§ **TEXT EXCERPT**:

What do visitors to a memorial museum really see when they find themselves in the house where a great historical figure lived and worked? All of us perceive what we see by relying on our own cultural memory. Our impressions of a museum with its furnishings, letters, paraphernalia depend not just on what we view on display so much as on what we have read. Text is what gives a meaning to this collection of objects. The ambiguous relation between text and object, word and image is a topic that has a rich tradition in Russian art. It was dealt with by Ilya Kabakov, Viktor Pivovarov, Andrei Monastyrsky and together with them, the whole set of Moscow romantic conceptualists. As such, it is all the more interesting to present in Moscow an English artist's project devoted to a Russian poet.
The video installation Burning Poems consists of projections onto three screens, connected as episodes whose sequence is not established, as if each episode were timeless. The installation itself is placed beyond any particular space; originally, it was displayed amongst the Akhmatova Museum's permanent collection (curator Maria Korosteleva), but now it is displayed in a neutral exhibition space in Moscow's industrial zone. Thus, Pam Skelton’s installation appeals to the viewer’s available knowledge and memory, both cultural and personal.
In her book Installation Art Claire Bishop describes the deep-seated relation between the total installation invented by Ilya Kabakov and Freud’s dream theory. A dream: (1) presents a series of visual images, which we live through but do not comprehend; (2) consists of logically unconnected fragments; and (3) cannot be read like a code, its clue is to be found in the subject’s own free association.
"The main moving power of an installation, something that animates it is a chain of associations, analogues from culture or daily life, or the personal memory of the viewer” (Ilya Kabakov). It is according to these laws that the installation Burning Poems is built.

§ **SUPPLIED ENTRIES**:
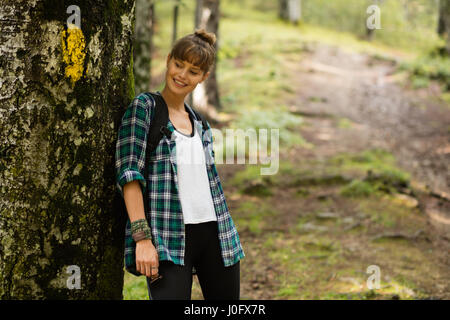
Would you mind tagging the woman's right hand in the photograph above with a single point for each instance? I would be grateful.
(147, 262)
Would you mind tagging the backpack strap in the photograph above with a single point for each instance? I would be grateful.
(200, 116)
(158, 126)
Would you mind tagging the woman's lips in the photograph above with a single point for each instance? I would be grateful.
(178, 83)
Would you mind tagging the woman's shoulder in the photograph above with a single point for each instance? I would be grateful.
(146, 99)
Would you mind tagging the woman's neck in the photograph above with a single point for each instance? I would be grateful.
(174, 102)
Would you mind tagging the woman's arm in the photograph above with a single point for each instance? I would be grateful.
(146, 254)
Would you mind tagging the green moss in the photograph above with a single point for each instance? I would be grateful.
(130, 80)
(358, 188)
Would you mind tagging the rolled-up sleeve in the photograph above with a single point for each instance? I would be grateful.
(131, 144)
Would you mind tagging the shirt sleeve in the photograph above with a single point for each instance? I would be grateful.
(131, 144)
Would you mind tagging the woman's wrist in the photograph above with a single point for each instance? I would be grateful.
(140, 230)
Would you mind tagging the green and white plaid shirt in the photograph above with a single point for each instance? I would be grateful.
(164, 214)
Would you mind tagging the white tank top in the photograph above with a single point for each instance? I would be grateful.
(193, 184)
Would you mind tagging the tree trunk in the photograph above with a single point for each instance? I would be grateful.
(175, 21)
(143, 45)
(444, 22)
(62, 95)
(290, 10)
(206, 96)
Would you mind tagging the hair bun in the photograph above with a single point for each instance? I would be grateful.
(206, 36)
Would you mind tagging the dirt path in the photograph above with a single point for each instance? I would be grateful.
(350, 103)
(413, 125)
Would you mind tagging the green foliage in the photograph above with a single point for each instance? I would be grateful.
(358, 188)
(135, 288)
(430, 66)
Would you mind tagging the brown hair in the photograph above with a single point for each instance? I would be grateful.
(196, 48)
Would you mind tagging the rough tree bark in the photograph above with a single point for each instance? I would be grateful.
(143, 45)
(206, 96)
(63, 91)
(444, 22)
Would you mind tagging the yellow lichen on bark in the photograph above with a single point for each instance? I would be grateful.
(73, 44)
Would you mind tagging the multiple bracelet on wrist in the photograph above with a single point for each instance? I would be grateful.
(140, 230)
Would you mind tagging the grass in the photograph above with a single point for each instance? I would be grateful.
(253, 51)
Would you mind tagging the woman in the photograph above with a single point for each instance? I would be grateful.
(188, 225)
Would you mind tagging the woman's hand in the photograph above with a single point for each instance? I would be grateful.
(147, 261)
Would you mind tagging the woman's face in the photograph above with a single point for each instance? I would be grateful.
(182, 77)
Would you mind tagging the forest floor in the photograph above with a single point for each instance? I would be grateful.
(369, 191)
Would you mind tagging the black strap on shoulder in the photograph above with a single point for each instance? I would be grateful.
(158, 125)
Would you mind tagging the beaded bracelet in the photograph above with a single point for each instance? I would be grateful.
(140, 230)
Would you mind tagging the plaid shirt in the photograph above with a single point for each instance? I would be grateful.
(164, 208)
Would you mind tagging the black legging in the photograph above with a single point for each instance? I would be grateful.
(202, 251)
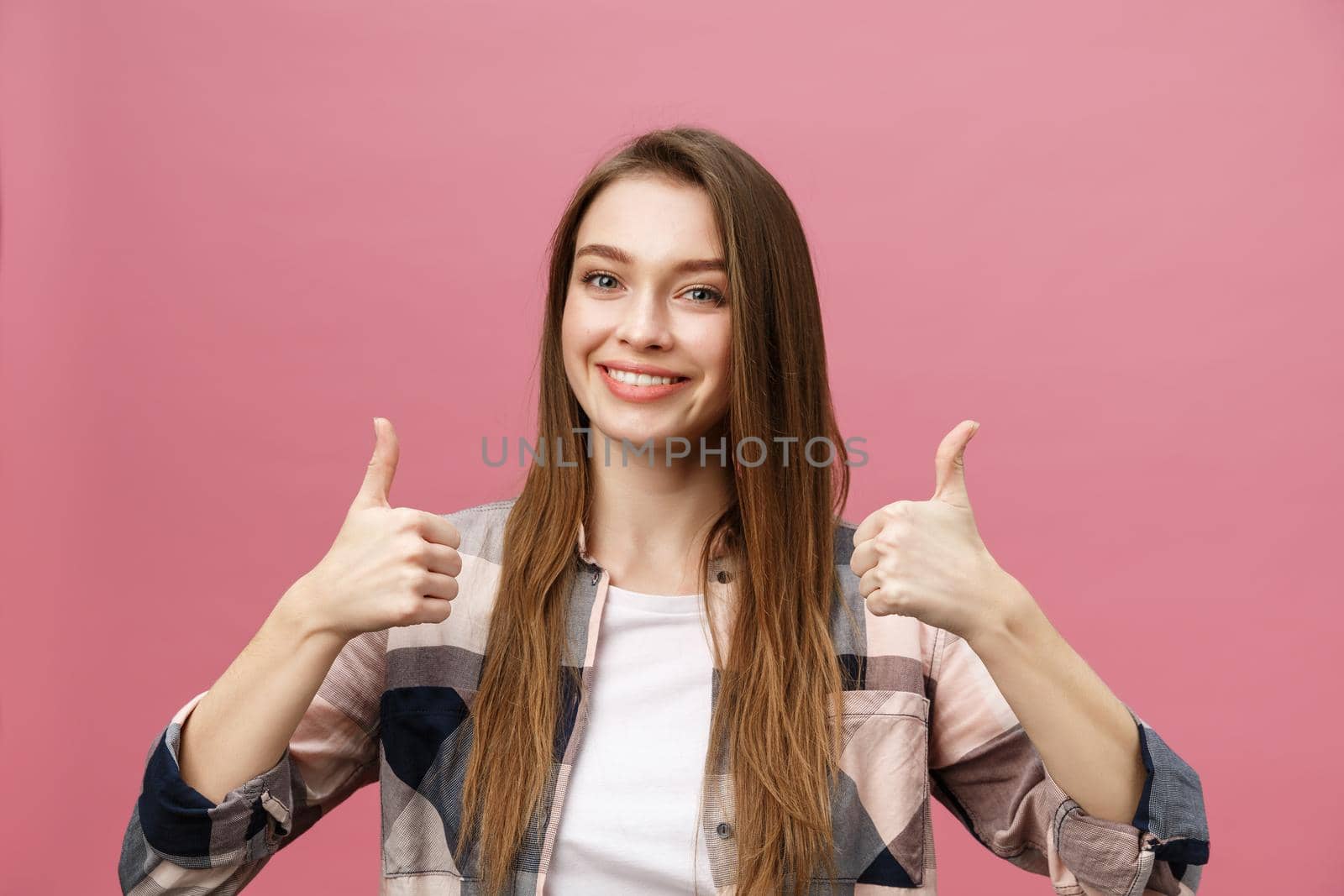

§ **REQUIRED TASKS**:
1 > Answer these questions from the text on the Burning Poems installation:
(a) Onto how many screens is the installation projected?
(b) Who curated its original display at the Akhmatova Museum?
(c) Whose dream theory does Claire Bishop relate to Ilya Kabakov's total installation?
2 > Resume the text on the Burning Poems installation after its final sentence, adding one paragraph in the same formal register.
The records play no part in this work.

§ **SET OF ANSWERS**:
1 >
(a) Three.
(b) Maria Korosteleva.
(c) Freud's.

2 >
Its episodes are based on real events in Anna Akhmatova’s life in the 1930s and 1940s. Each of them --- Akhmatova’s burning of her manuscripts, her meeting with the English philosopher Isaiah Berlin, her being kept under surveillance ---tells us of Akhmatova’s stubborn resistance to a totalitarian regime, paying for her creative freedom with the bitter hardships that befell her and her son. Berlin described his meeting with Akhmatova in his book of essays Personal Impressions: "Fate gave me a singular opportunity for a westerner to meet several Russian poets, two of whom — Pasternak and Akhmatova — are indisputable geniuses.” In his book he admires the heroism of writers whom “a totalitarian state denied everything but nonetheless was unable to master." Akhmatova burned most of her manuscripts in 1949 following the fourth arrest of her son. It was the year when George Orwell’s 1984 was published, a book narrating how a system possessing a strong machinery of suppression can break a person's will to resist. However, the story of the life and work of a real person, a poet who lived in the Soviet Union, maintains the contrary. It was that aspect of Akhmatova’s life, her heroic resistance to the system (“I am a hero worshipper,” says Berlin in his book), the invincibility of human spirit in its deadly struggle with the system which most attracted the English artist, impelling her to create Burning Poems.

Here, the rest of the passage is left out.